María de Betania es un ejemplo notable de un alma que, habiendo probado que el Señor es bueno, encontró la felicidad en sentarse a sus pies y escuchar su Palabra. Si estuviéramos más profundamente imbuidos de la bondad del Señor, conservaríamos siempre la atracción del recién nacido por la Palabra; nos alegraríamos de cada oportunidad de alimentarnos de ella y de reunirnos para leerla. El resultado sería un crecimiento para salvación. Poco a poco seremos liberados de todo lo que obstaculiza nuestro progreso espiritual, hasta que por fin lleguemos a la salvación final en la venida de Cristo, cuando el cuerpo de nuestra humillación se transforme en la conformidad del cuerpo de su gloria.
Desear la comida es la prueba de la vitalidad del recién nacido. Así, la vitalidad espiritual se manifiesta en el deseo del alimento espiritual de la Palabra; no solo el deseo de entender la verdad, sino el deseo de la Palabra como aquello que alimenta el alma presentando a Cristo, y haciéndolo más precioso para ella.
2.5 - Nuestra vida práctica como piedras vivas
Hasta ahora, el apóstol ha hablado de las bendiciones individuales, y de la conducta que está de acuerdo con estas bendiciones. Ahora va a pasar a las bendiciones colectivas, y al testimonio práctico común que debe surgir de los creyentes como un conjunto.
(V. 4) En este versículo, los creyentes son vistos como «piedras vivas» en relación con Cristo, la «Piedra viva»; como tales, constituyen una casa espiritual. Al escribir a los creyentes de entre los judíos, el apóstol se refiere constantemente a los hechos y disposiciones materiales que se relacionan con la nación de Israel. Muestra que lo material prefiguraba lo espiritual; y que si, a causa de la ruina de Israel, lo material había desaparecido, la realidad espiritual de estas cosas permanecía. En el primer capítulo aprendemos que la herencia terrenal de Israel en la tierra se perdió, pero que en el cristianismo los creyentes tienen una herencia preservada en el cielo. En este segundo capítulo se nos dice que, a pesar de la desaparición del templo material de Jerusalén, Dios tiene una casa espiritual de piedras vivas, donde se ofrecen «sacrificios espirituales» por un «sacerdocio santo».
En el pasado, Israel se distinguía de todas las naciones por la presencia de la casa de Dios en medio de ellos. Allí habitaba Dios. Desde esta casa debía subir la alabanza a Dios, y el testimonio propagarse al mundo. Esta vivienda era material: “lugares santos hechos con manos”. Los hombres, lo sabemos, han corrompido el templo, convirtiendo la casa de oración en un lugar de comercio y una cueva de ladrones. La casa que Jesús llamó la casa de su Padre se convirtió en la casa del Israel caído y, como tal, Dios la abandonó, dejándola desierta, para que fuera derribada por las naciones y no quedara piedra sobre piedra (Mat. 23:38; 24:2).

PROBLEMA BREVE 1
Redimensiona los registros empezando en la línea que contiene «uniform. Report pixel corners as JSON arrays.» y terminando al final de los registros: copia todas esas líneas y multiplica por 1,15 solo las coordenadas que dan las respuestas, redondeando a enteros con las mitades hacia arriba.

MATERIAL PROPORCIONADO

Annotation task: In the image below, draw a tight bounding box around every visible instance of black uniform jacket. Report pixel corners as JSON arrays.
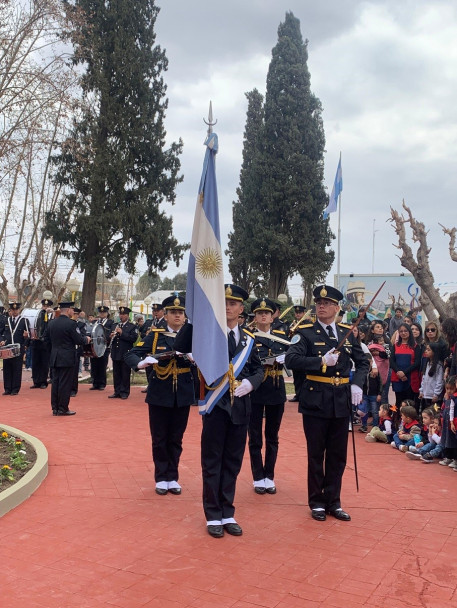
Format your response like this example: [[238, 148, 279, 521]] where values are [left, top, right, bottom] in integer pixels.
[[285, 321, 370, 418], [44, 315, 87, 367], [251, 329, 288, 404], [0, 315, 30, 354], [124, 327, 196, 407], [111, 321, 138, 361]]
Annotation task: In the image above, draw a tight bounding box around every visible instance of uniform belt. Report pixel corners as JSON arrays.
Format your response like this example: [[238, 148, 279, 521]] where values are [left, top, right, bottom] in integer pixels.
[[306, 376, 349, 386]]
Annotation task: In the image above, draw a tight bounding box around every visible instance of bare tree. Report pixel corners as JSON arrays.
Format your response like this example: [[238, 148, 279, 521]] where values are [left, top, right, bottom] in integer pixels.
[[0, 0, 76, 304], [390, 201, 457, 319]]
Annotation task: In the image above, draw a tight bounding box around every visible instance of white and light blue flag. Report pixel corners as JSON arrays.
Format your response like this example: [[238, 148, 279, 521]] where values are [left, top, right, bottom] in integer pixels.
[[186, 133, 229, 385], [324, 156, 343, 220]]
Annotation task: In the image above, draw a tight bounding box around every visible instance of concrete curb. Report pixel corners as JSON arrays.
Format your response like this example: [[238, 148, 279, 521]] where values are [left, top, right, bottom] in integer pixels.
[[0, 424, 48, 517]]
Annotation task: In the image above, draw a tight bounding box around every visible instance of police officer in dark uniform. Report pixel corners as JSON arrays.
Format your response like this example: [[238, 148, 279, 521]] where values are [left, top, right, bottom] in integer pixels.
[[30, 298, 54, 388], [89, 306, 114, 391], [70, 306, 87, 397], [108, 306, 138, 399], [45, 302, 90, 416], [0, 302, 30, 395], [201, 285, 263, 538], [286, 285, 369, 521], [249, 298, 288, 494], [124, 295, 195, 496]]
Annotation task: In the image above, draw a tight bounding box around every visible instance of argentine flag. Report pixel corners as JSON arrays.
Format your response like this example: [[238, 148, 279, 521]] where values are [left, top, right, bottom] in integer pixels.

PROBLEMA BREVE 2
Di si cada afirmación concuerda con el artículo, con un sí o un no y la cita literal que lo decide. (a) Los hombres convirtieron la casa de oración en un lugar de comercio y una cueva de ladrones. (b) La herencia terrenal de Israel en la tierra se conservó. (c) La vitalidad espiritual se manifiesta en el deseo del alimento espiritual de la Palabra.

RESPUESTA COMPLETA 1
Annotation task: In the image above, draw a tight bounding box around every visible instance of police officer in dark uniform. Report pixel corners as JSON arrays.
Format your response like this example: [[238, 148, 279, 521]] where values are [left, top, right, bottom] in integer pixels.
[[35, 343, 62, 446], [102, 352, 131, 450], [81, 352, 100, 457], [124, 352, 159, 459], [52, 347, 104, 478], [0, 347, 35, 454], [231, 328, 302, 619], [329, 328, 424, 599], [286, 343, 331, 568], [143, 339, 224, 570]]
Annotation task: In the image above, draw a tight bounding box around every visible instance of argentine flag. Report pixel corners as JSON arrays.
Format your response like this example: [[238, 148, 279, 521]] where values are [left, top, right, bottom] in integer pixels.

RESPUESTA COMPLETA 2
(a) Sí: «convirtiendo la casa de oración en un lugar de comercio y una cueva de ladrones».
(b) No: «la herencia terrenal de Israel en la tierra se perdió».
(c) Sí: «la vitalidad espiritual se manifiesta en el deseo del alimento espiritual de la Palabra».